-- Start TASK DATA --

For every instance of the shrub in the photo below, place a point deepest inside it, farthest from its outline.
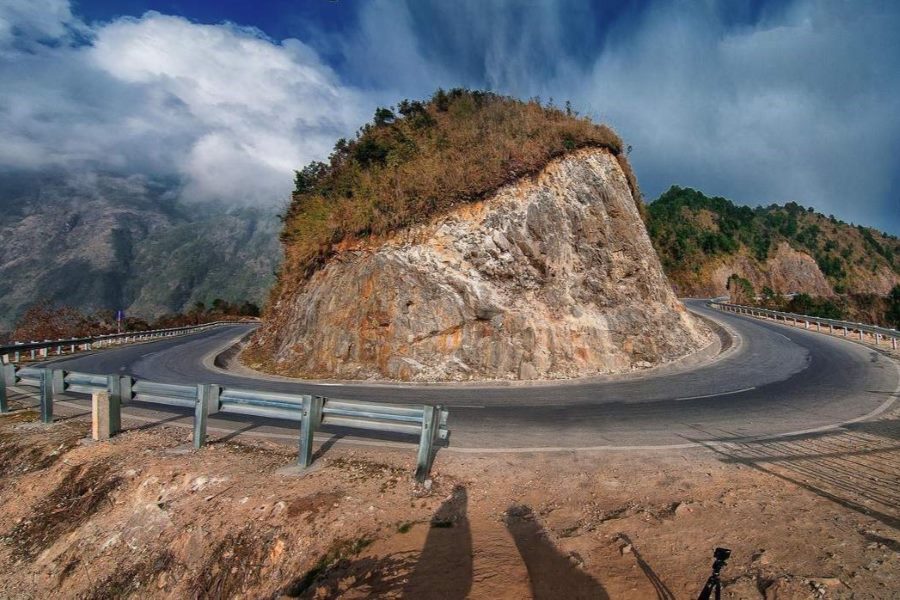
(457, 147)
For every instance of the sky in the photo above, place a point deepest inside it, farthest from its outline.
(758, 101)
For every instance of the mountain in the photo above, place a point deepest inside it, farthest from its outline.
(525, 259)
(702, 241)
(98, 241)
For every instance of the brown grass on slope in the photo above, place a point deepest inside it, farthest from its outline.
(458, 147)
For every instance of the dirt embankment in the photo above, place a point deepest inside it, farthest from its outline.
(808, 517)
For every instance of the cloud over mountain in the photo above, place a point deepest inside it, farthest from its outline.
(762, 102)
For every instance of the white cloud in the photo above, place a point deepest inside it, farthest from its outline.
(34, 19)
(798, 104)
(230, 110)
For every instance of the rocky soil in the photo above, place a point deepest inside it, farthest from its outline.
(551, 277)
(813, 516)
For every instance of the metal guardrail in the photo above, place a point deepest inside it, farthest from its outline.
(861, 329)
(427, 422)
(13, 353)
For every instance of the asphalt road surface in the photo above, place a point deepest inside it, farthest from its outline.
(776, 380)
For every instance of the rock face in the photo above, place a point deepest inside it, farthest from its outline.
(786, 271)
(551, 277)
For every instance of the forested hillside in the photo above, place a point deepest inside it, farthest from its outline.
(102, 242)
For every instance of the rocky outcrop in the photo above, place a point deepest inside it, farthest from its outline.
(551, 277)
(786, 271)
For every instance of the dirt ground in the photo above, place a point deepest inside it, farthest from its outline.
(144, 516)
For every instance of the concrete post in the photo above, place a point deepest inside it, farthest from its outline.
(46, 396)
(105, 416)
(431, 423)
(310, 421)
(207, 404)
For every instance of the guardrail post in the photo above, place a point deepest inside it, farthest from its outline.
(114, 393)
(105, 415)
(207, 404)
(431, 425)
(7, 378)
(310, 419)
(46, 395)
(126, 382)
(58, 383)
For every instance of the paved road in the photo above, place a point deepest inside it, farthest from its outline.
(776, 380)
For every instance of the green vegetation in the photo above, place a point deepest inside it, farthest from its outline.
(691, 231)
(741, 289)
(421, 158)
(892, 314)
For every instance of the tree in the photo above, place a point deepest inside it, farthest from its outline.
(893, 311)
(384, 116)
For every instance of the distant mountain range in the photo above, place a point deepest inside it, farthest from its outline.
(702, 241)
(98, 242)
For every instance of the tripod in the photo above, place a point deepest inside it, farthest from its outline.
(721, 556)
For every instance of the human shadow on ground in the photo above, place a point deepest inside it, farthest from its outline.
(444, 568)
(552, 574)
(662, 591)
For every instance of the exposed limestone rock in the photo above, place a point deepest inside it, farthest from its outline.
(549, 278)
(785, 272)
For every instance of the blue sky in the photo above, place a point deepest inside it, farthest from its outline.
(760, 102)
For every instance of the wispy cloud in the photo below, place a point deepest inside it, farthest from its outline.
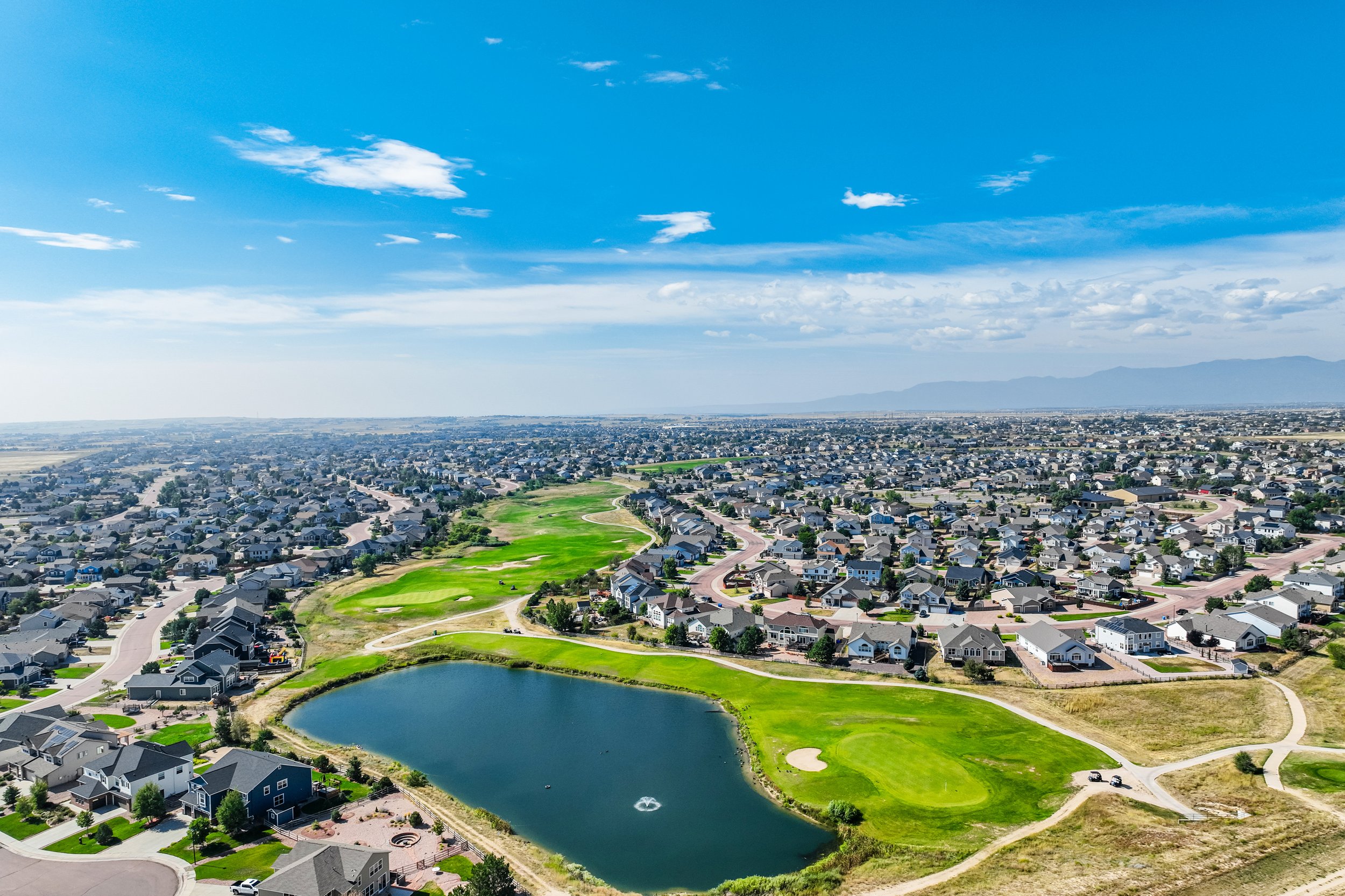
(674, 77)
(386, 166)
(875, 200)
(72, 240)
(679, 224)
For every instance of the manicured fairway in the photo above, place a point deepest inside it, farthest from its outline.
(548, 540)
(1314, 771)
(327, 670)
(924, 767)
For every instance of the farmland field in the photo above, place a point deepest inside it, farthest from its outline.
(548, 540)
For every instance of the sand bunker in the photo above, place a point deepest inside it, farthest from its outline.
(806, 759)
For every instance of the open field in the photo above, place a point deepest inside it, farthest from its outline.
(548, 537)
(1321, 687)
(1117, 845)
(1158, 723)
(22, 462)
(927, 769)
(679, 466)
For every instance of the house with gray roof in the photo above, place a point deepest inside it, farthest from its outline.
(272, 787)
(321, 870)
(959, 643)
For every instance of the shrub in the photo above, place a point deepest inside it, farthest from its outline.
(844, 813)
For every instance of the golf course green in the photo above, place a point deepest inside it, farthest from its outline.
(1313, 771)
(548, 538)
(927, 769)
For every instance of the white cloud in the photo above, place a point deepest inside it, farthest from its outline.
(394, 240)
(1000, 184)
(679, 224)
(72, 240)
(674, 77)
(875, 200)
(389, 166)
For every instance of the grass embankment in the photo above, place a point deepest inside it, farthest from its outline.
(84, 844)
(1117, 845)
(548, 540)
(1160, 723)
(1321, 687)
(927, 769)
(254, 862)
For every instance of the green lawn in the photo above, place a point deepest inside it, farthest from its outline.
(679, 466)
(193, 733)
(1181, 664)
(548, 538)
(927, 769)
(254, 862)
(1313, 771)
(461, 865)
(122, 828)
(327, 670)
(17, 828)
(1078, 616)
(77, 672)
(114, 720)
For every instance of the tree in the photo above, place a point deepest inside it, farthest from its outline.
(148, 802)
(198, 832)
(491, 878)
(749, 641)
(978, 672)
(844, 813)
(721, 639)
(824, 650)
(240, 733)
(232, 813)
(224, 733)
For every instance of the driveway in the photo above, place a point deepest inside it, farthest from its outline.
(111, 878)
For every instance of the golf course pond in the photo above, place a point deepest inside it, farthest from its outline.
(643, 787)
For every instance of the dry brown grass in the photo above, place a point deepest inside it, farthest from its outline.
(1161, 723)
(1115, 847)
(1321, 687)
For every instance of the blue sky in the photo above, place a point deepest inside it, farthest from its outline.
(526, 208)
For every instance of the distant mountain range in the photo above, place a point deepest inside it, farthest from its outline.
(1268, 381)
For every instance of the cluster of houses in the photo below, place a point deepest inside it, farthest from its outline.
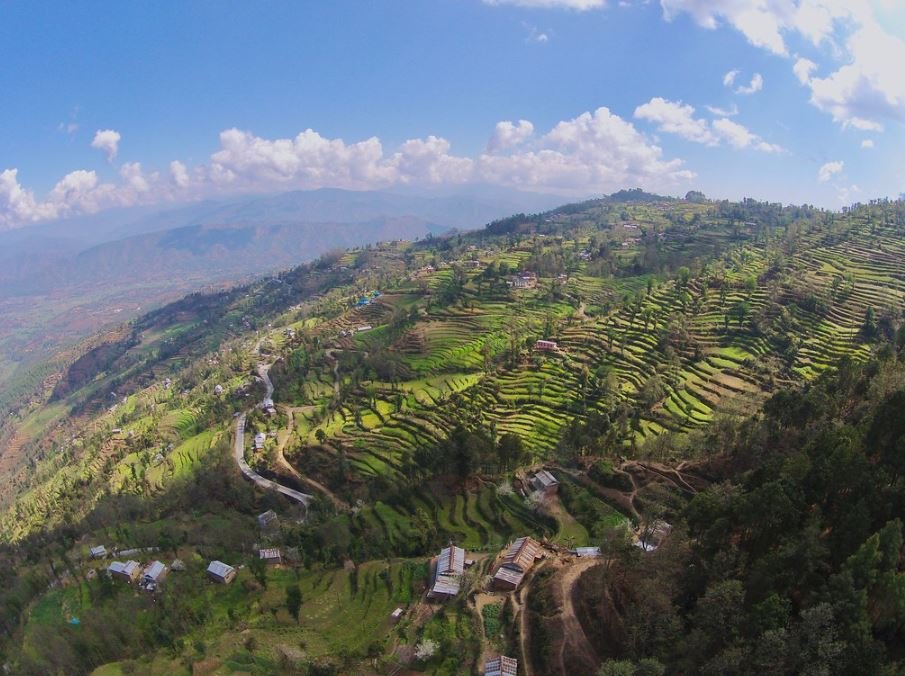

-- End TASK DATA --

▶ WRITTEN REQUEST
Return every line of the records exactly as given, pictures excluded.

▶ WRITTEN SOLUTION
For every instance of the shrub in the photo below, place a point deepest inside it, farthest from its outline.
(457, 147)
For every instance of the sky in the photo above, place a point deepest inside it, farthest from its outline.
(758, 101)
For every instance of the mountain in the photo above, place a point deepest inside it, farthest from its outline.
(525, 259)
(702, 241)
(98, 241)
For every instance of the brown grass on slope in the photo above, place a point deepest inside it, farthest from its outline.
(458, 147)
For every instance of the dirt embankment in the photo above, place a point deepest inside it, farthest from its outline.
(808, 517)
For every instance of the cloud over mountain in the photo above, place a point deepest inside it, farthest from its outline.
(762, 102)
For every instance of the white cloud in the photo above, place a point deepest inside it, farthest from its outline.
(34, 19)
(798, 104)
(230, 110)
For every instance of the rocky soil in the photo above, place a point deepest inside it, farthest from its outline.
(551, 277)
(813, 516)
For every instance of the metal guardrail in the photo above, place a point deepest inside it, farthest from its outline.
(861, 329)
(427, 422)
(13, 353)
For every instance of the asphalt road surface in the photo above, place a point deepest inside it, farthest from its outline.
(776, 380)
For every instance of the rock face in the photo above, place a point deepest inside it, farthest from its outline.
(786, 271)
(551, 277)
For every instance of the forested hillside in the photo above, place a point deepest inside it, farthest from its outline.
(102, 242)
For every instance of the rocky outcrop in the photo above, place a point deepest inside it, farthest from its outline.
(551, 277)
(786, 271)
For every instance of the dirt ground in the photo above, place a point deepest inside it, farthest from its outline.
(144, 516)
For every instance of the concrete post in the photo above, place a point deepest inside it, farthest from its outline.
(46, 396)
(105, 416)
(431, 423)
(310, 421)
(207, 404)
For every instance of the guardrail post in the photo above, place a point deepest inside it, farthest from its outline.
(114, 393)
(105, 415)
(207, 404)
(431, 425)
(7, 378)
(310, 419)
(46, 395)
(126, 382)
(58, 383)
For every instance of the paved road in the photo above, place a point deepest inside it, farthest from its outline.
(776, 380)
For every instance of the green vegetation in the photo above, place a point deepest inside it, farthest from its outline.
(691, 231)
(741, 289)
(421, 158)
(892, 314)
For every instance of the tree in the photo above, place a point deepest inside it, farthest from its outline.
(893, 311)
(384, 116)
For every instance of the distant mountain range in the photo above, place a point deepest inside it, farthest from its outline.
(702, 241)
(98, 242)
For every instance of the tripod in the photo above, place a point deepest inside it, farthest from its outline.
(721, 556)
For every instance of the human shadow on ground in the photo above, place a point deepest inside it, farthest from its outline.
(444, 568)
(552, 574)
(662, 591)
For every instance of the exposed limestone rock in the photo above, place a point deepest inside it, farthest from its outline.
(549, 278)
(785, 272)
For every instance of the blue sky in the photo above, place a point deepest inside it, farthest from its outline.
(760, 102)
For every instance of the wispy cloud in the photo below, place a point deepest inside it, farthest from its outline.
(674, 77)
(386, 166)
(875, 200)
(72, 240)
(679, 224)
For every instance of the manicured fairway in the photo above, place a point deepest inside it, farthest from its outline.
(548, 540)
(1314, 771)
(327, 670)
(924, 767)
For every instance of the farmland field in the photo above, place a point deepest inside it, farthest from its outline.
(548, 540)
For every instance of the sand bunker in the photo above, place a point deepest inside it, farthest from its outline.
(806, 759)
For every instance of the open field in the photo above, place a point deepest inside it, farthest from its outline.
(548, 537)
(1321, 687)
(1117, 845)
(1158, 723)
(22, 462)
(927, 769)
(679, 466)
For every instance of the house with gray roof in the photo above, place a point deepest inside it, farthest from its outline.
(272, 787)
(321, 870)
(959, 643)
For every instance of the shrub in the photo above, place a point deepest inside it, farthest from its outline.
(844, 813)
For every instance of the golf course green in the photo above, place a point deepest inside it, farthest from its outline.
(1313, 771)
(548, 538)
(927, 769)
For every instance of the white cloud in the photo above, place a point deepest inside it, farthest from its outline.
(394, 240)
(1000, 184)
(679, 224)
(72, 240)
(674, 77)
(875, 200)
(389, 166)
For every instance of the grass embankment in the photo above, place a point deepest inside it, farthest from its outline.
(84, 844)
(1117, 845)
(548, 540)
(1160, 723)
(1321, 687)
(927, 769)
(254, 862)
For every instance of the green lawn in the photo above, place a point deepest inside it, farthest from its outline.
(679, 466)
(193, 733)
(1181, 664)
(548, 538)
(927, 769)
(254, 862)
(1313, 771)
(461, 865)
(122, 828)
(327, 670)
(17, 828)
(1078, 616)
(77, 672)
(114, 720)
For every instance of the tree in the photo above, place a point deepest inside it, farthest from its outline.
(148, 802)
(198, 832)
(491, 878)
(749, 641)
(978, 672)
(844, 813)
(721, 639)
(824, 650)
(240, 733)
(232, 813)
(224, 733)
For every instance of the driveway in the photo above, place a point deepest inside it, farthest from its outline.
(111, 878)
For every instance of the golf course pond in the photo above, place a point deepest inside it, farthest from its outline.
(643, 787)
For every instance of the dry brown grass in the photo above, place a point deepest inside it, farthest from its outline.
(1161, 723)
(1115, 847)
(1321, 687)
For every instance of the blue sky in the photo above, place a point deepest inside it, farthest from its outline.
(526, 208)
For every instance of the distant mountain range in the photo above, place a point deepest inside it, farthest from its outline.
(1268, 381)
For every instance of the cluster of houses in the photo below, place a point deepest inside it, farthest from its outline.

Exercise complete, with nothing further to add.